● QUOTED TEXT:
Reportedly driven from their villages in Myanmar by arson and genocidal attacks, some 391,000 refugees, mostly children, have crossed the border, according to the UN’s most recent estimates. A week ago that figure stood at 270,000.

“In the last 24 hours alone, 10,000 people reportedly crossed into Bangladesh,” the secretary general’s spokesperson said yesterday (Sept. 15). “Combined with those who fled during the last round of violence in Rakhine State last October, it is estimated that some 40% of the total Rohingya population living in Rakhine state have now fled into Bangladesh.”

Myanmar’s state counsellor and de-facto leader Aung San Suu Kyi, a Nobel Peace Prize-winner, has been sharply criticized for turning a blind eye to ethnic violence. The Rohingya are a Muslim minority in Myanmar’s northern Rakhine state.

● WHAT IS EXPECTED: Continue the news report on Rohingya refugees fleeing Myanmar into Bangladesh, picking up after its final sentence.

● DATA ENTRIES:
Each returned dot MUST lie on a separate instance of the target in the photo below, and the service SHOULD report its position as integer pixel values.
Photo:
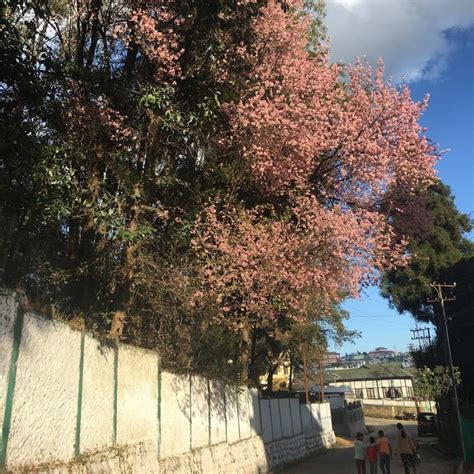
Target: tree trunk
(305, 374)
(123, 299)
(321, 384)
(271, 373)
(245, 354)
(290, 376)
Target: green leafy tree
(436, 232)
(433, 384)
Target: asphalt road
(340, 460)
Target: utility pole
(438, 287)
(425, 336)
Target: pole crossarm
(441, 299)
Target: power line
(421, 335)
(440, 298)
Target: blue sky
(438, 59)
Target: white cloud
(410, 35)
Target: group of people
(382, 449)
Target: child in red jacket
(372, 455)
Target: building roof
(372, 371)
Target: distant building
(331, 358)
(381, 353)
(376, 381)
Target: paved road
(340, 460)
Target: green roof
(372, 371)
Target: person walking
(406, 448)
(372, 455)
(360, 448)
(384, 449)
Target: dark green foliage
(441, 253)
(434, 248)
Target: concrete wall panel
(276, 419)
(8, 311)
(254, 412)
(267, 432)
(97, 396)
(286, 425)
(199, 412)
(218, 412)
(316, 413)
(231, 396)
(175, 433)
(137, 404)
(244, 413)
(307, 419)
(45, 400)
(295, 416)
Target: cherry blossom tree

* * *

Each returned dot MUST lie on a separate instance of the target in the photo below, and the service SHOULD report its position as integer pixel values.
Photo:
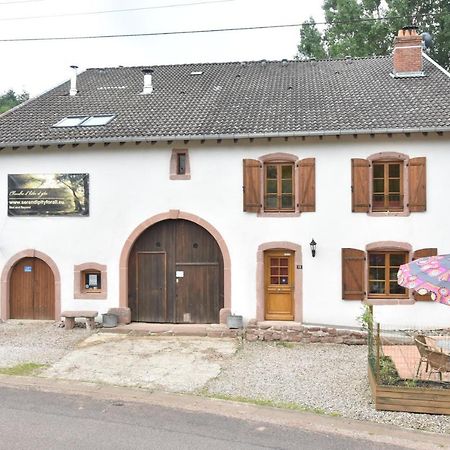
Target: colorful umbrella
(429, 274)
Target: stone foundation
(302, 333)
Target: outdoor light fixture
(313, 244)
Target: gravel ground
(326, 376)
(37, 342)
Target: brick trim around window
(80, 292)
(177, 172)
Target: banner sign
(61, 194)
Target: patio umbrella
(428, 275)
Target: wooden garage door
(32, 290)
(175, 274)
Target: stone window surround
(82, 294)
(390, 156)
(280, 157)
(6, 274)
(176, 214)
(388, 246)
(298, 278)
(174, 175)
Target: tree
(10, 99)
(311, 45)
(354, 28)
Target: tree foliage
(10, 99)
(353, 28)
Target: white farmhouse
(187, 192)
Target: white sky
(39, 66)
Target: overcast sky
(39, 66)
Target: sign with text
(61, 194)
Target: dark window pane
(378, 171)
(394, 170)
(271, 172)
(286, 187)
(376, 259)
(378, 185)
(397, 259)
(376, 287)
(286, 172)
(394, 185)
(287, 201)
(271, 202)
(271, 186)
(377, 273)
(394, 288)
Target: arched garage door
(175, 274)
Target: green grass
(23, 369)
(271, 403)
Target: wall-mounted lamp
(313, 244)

● THE RESPONSE:
Despite mounting numbers of Rohingya refugees—and Guterres’s own direct involvement—the UN has been unable to get its act together and pressure Myanmar’s government to end the violence. The UN security council met on Sept. 13 to discuss the Rohingya crisis in a closed-door session, but to little effect. Riven by internal divisions, with China and Russia understood to be backing Myanmar, the security council issued a rebuke to Myanmar that even its own members concurred wasn’t strong enough.

Guterres, a Portugese diplomat and politician who took the corner office at the UN in January, has taken the unusual step of writing what he described to be the first official letter to the UN security council to seek its attention on an issue in nearly three decades. He has also spoken to Suu Kyi “several times” in recent weeks, he said at a press briefing on Sept. 13.